▶ WHAT TO WORK ON
Whenever a line in the entries below contains "fence", copy that line.

Region pointing data
━━━━━━━━━━━━━━━━━━━━━━━━━━━━━━

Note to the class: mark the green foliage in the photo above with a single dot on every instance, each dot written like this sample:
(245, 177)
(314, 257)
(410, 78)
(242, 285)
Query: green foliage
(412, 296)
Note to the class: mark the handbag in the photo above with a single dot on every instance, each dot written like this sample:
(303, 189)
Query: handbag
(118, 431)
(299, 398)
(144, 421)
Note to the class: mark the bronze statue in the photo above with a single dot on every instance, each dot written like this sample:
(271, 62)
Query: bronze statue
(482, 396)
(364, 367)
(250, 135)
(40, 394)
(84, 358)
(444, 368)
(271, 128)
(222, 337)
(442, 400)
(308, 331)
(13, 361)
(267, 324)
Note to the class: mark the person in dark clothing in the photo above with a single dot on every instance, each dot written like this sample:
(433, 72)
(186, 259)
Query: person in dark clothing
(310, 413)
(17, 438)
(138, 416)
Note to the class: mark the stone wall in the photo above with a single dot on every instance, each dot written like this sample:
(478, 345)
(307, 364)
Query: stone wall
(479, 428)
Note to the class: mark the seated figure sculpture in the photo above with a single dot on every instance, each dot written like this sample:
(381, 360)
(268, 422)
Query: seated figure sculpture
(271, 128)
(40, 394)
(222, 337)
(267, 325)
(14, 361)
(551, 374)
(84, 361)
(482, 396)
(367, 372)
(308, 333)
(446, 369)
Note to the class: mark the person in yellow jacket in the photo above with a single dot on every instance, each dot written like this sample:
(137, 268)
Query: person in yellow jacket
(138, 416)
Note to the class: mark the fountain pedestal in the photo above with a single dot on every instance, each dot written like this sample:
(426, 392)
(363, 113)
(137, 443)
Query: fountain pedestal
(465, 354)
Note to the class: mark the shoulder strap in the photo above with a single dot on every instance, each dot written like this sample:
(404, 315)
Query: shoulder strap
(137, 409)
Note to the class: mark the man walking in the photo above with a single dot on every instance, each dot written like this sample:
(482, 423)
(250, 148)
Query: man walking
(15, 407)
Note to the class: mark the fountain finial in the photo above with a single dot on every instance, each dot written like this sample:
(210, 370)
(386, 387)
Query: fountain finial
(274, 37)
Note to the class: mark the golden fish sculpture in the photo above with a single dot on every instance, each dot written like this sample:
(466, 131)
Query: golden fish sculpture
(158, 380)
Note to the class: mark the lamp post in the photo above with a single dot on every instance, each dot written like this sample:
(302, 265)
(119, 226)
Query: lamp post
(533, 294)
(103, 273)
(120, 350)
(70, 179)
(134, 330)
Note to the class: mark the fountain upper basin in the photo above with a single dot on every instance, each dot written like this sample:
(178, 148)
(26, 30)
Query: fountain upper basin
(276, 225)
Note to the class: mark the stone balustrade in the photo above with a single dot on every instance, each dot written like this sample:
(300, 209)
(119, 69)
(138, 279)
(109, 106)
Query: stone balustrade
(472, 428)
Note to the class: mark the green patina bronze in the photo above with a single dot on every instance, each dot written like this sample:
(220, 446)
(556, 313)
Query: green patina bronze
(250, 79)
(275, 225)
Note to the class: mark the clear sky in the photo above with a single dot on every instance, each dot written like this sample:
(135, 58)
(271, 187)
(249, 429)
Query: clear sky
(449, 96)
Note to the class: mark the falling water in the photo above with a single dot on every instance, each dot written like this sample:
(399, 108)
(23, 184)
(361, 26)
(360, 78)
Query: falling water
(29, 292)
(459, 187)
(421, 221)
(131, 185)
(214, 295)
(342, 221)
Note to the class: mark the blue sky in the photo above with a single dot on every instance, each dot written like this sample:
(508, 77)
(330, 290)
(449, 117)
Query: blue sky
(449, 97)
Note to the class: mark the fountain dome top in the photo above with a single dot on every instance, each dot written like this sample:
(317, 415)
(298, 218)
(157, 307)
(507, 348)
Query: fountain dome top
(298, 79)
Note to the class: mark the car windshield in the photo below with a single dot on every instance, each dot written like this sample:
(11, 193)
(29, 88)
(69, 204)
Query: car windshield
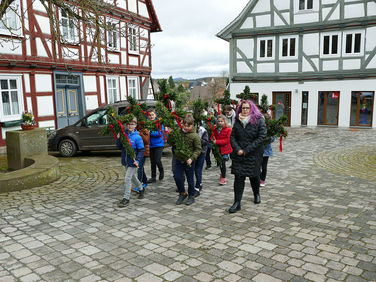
(97, 118)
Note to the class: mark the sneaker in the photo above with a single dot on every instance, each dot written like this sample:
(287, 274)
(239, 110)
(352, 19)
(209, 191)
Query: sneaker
(191, 200)
(181, 199)
(222, 181)
(135, 189)
(142, 194)
(123, 203)
(197, 192)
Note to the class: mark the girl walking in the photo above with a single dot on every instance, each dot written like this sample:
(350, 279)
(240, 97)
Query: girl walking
(222, 135)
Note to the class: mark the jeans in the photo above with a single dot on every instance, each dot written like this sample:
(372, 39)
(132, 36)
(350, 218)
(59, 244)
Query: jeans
(239, 186)
(155, 160)
(223, 167)
(182, 168)
(141, 171)
(208, 161)
(198, 170)
(130, 178)
(264, 168)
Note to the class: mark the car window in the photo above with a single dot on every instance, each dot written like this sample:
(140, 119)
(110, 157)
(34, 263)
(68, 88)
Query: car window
(97, 118)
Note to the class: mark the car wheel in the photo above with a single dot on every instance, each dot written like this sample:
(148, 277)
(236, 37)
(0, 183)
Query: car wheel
(67, 148)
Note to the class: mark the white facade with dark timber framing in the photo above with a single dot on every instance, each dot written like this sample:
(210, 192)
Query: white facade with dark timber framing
(314, 59)
(61, 82)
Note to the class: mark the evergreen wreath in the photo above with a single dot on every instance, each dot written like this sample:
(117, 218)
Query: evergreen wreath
(226, 100)
(116, 127)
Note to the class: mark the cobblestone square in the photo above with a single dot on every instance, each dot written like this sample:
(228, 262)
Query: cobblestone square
(316, 220)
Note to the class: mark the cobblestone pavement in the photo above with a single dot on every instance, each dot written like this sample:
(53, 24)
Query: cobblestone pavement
(317, 221)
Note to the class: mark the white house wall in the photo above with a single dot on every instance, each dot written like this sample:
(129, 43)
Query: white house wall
(345, 87)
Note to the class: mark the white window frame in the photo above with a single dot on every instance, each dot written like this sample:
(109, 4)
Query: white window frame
(314, 8)
(331, 34)
(20, 98)
(266, 39)
(113, 35)
(133, 44)
(288, 37)
(133, 91)
(12, 12)
(111, 98)
(71, 28)
(362, 39)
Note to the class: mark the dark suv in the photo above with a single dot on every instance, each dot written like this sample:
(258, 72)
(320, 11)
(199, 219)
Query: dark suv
(84, 134)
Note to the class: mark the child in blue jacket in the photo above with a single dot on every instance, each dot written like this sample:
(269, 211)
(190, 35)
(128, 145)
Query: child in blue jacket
(131, 164)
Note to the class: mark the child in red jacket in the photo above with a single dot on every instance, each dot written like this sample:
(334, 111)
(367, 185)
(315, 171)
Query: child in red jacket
(222, 135)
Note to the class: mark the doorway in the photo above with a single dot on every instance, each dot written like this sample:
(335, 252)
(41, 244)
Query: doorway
(68, 99)
(282, 102)
(304, 108)
(328, 108)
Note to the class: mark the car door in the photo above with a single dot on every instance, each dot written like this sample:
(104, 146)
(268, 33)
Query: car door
(89, 136)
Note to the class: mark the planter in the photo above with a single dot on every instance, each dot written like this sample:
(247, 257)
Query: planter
(28, 126)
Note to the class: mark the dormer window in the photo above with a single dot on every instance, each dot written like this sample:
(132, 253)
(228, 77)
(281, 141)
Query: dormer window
(68, 28)
(353, 43)
(288, 48)
(330, 44)
(10, 23)
(112, 36)
(132, 39)
(305, 5)
(266, 48)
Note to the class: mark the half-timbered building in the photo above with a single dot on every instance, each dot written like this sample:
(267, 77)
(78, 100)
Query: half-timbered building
(314, 59)
(61, 82)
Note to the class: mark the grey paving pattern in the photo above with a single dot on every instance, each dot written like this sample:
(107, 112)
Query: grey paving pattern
(316, 222)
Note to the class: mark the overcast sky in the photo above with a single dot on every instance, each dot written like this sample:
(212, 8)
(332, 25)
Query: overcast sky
(188, 47)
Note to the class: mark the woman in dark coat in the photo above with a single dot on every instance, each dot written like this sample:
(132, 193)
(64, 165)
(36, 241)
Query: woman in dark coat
(247, 139)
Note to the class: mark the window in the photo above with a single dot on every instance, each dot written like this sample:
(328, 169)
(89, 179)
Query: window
(288, 48)
(11, 98)
(305, 5)
(97, 118)
(112, 36)
(265, 48)
(361, 108)
(10, 23)
(68, 27)
(354, 42)
(132, 87)
(132, 39)
(330, 44)
(112, 90)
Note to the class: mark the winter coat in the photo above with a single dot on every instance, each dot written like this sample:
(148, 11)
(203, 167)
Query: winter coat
(268, 150)
(145, 135)
(137, 145)
(222, 139)
(193, 142)
(250, 139)
(156, 138)
(230, 120)
(204, 137)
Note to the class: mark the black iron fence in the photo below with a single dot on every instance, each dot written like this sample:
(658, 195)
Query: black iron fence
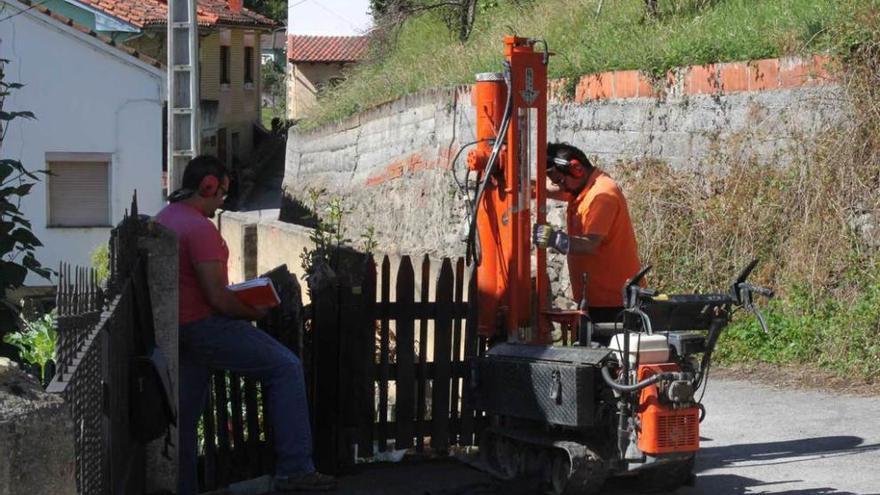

━━━━━━━━━━━━━━━━━━━━━━━━━━━━━━

▶ EXERCISE RESPONSE
Note to the class: mark the black iron fence in the photo below with a single dot on every instance, each dot written like this sample:
Query: black iron fence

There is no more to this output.